+++ Input
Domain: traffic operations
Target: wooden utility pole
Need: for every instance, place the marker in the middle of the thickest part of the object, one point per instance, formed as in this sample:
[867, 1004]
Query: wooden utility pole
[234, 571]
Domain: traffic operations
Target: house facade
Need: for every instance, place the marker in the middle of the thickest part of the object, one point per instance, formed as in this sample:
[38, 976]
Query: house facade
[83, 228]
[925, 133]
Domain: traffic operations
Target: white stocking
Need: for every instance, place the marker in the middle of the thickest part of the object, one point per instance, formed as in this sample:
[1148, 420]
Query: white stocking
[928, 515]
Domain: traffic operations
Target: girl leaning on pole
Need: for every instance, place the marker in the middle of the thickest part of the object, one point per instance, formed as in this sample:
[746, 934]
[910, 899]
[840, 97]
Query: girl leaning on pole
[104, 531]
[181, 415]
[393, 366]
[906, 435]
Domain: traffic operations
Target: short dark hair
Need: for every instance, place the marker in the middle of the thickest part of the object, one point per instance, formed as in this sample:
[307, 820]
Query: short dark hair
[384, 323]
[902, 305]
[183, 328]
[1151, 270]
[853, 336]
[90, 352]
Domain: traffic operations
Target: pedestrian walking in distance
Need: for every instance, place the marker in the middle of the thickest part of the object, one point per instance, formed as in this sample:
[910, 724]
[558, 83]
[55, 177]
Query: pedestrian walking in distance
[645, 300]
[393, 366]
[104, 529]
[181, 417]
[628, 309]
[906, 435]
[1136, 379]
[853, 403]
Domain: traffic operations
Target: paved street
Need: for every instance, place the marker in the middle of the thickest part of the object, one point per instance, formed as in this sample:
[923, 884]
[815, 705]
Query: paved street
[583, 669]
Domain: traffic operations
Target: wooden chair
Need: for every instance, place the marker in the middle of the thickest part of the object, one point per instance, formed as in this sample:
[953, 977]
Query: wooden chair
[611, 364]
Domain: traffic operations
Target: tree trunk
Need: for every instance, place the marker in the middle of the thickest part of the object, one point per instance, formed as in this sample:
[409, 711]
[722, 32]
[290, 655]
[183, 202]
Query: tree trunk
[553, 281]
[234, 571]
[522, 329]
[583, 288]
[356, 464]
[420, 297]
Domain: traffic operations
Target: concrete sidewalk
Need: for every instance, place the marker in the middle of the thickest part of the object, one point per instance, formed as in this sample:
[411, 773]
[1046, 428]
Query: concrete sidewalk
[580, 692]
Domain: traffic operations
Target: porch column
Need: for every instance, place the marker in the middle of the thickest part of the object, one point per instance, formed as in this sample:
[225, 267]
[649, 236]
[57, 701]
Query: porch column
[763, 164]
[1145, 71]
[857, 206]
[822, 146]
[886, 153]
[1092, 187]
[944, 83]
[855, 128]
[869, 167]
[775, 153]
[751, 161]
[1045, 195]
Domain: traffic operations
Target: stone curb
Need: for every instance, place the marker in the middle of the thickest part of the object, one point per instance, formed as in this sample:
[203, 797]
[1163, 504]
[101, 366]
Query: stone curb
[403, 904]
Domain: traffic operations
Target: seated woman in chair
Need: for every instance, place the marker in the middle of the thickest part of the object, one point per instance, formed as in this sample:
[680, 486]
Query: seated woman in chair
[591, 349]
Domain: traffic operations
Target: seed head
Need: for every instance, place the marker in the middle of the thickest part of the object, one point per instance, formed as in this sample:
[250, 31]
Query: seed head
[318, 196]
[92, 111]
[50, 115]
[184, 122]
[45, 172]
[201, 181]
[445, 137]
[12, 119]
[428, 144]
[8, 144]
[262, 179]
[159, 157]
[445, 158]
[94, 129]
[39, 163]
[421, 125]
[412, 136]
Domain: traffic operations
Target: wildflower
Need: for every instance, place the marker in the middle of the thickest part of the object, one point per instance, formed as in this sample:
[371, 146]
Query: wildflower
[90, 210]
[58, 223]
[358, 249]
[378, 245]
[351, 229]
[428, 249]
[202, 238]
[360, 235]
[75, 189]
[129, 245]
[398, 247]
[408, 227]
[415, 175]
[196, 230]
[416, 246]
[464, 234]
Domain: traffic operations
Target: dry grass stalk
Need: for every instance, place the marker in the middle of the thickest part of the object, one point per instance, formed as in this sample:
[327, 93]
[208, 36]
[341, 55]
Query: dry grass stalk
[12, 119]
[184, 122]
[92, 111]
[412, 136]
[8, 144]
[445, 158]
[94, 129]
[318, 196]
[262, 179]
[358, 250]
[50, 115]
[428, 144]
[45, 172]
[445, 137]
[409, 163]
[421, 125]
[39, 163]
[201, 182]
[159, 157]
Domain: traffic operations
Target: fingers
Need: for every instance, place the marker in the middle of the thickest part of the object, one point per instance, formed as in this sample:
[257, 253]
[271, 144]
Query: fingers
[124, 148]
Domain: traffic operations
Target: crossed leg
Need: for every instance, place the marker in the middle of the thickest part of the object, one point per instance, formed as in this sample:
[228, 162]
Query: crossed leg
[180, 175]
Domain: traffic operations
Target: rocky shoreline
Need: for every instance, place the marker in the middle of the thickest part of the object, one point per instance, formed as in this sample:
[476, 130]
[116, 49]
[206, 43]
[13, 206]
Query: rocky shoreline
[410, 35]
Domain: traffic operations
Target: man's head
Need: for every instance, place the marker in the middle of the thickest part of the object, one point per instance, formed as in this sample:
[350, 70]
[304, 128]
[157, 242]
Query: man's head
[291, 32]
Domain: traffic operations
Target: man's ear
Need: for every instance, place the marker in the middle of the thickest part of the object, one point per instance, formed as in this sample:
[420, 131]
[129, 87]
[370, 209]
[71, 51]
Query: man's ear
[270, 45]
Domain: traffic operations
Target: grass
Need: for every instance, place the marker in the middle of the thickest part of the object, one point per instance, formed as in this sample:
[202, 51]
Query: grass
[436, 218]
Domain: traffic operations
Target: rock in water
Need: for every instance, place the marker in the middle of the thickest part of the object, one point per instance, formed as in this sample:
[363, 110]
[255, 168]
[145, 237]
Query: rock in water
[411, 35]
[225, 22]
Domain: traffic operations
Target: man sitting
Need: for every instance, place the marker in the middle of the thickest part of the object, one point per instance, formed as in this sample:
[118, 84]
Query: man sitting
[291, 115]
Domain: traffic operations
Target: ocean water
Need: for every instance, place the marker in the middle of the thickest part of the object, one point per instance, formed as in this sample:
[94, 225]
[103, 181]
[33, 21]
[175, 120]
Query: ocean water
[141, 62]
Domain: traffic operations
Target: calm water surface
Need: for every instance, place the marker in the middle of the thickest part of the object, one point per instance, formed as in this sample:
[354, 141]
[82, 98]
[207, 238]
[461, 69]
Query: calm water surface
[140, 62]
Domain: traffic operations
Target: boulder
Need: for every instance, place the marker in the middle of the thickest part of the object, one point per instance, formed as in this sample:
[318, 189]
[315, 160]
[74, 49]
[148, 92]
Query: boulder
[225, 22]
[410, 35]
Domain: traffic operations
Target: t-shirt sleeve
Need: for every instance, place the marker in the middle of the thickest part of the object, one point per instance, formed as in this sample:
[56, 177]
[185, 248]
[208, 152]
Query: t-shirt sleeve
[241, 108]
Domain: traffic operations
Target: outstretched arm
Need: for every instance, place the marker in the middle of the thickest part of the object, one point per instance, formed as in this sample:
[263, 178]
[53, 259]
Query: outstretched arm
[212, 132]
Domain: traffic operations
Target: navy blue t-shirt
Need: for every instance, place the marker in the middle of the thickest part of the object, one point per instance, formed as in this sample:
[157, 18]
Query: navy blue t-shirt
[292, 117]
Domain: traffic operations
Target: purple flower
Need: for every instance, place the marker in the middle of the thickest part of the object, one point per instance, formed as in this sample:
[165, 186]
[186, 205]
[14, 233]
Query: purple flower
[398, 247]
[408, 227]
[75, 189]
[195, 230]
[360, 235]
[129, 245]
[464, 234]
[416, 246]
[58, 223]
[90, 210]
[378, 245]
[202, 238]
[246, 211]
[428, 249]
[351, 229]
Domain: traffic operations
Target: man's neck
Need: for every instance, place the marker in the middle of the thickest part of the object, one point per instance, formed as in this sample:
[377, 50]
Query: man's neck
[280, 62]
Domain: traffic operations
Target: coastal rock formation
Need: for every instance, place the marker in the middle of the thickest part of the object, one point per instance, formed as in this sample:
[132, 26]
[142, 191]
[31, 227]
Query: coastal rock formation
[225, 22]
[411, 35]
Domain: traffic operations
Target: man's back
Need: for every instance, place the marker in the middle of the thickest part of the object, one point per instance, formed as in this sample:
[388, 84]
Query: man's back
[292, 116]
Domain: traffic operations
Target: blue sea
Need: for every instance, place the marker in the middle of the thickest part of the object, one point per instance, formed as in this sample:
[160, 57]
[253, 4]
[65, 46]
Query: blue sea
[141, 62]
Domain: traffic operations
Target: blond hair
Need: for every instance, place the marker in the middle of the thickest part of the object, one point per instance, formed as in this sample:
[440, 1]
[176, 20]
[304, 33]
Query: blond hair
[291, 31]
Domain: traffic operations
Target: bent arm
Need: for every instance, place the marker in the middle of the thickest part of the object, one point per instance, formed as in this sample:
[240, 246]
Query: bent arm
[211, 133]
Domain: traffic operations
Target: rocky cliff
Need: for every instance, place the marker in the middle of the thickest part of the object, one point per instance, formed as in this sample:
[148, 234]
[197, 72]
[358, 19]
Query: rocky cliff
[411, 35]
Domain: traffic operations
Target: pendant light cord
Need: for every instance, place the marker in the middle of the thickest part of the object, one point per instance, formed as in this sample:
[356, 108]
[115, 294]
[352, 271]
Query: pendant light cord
++++++
= What is needed =
Please count the lines of the records above that contain the word "formation", and give only the number.

= Task response =
2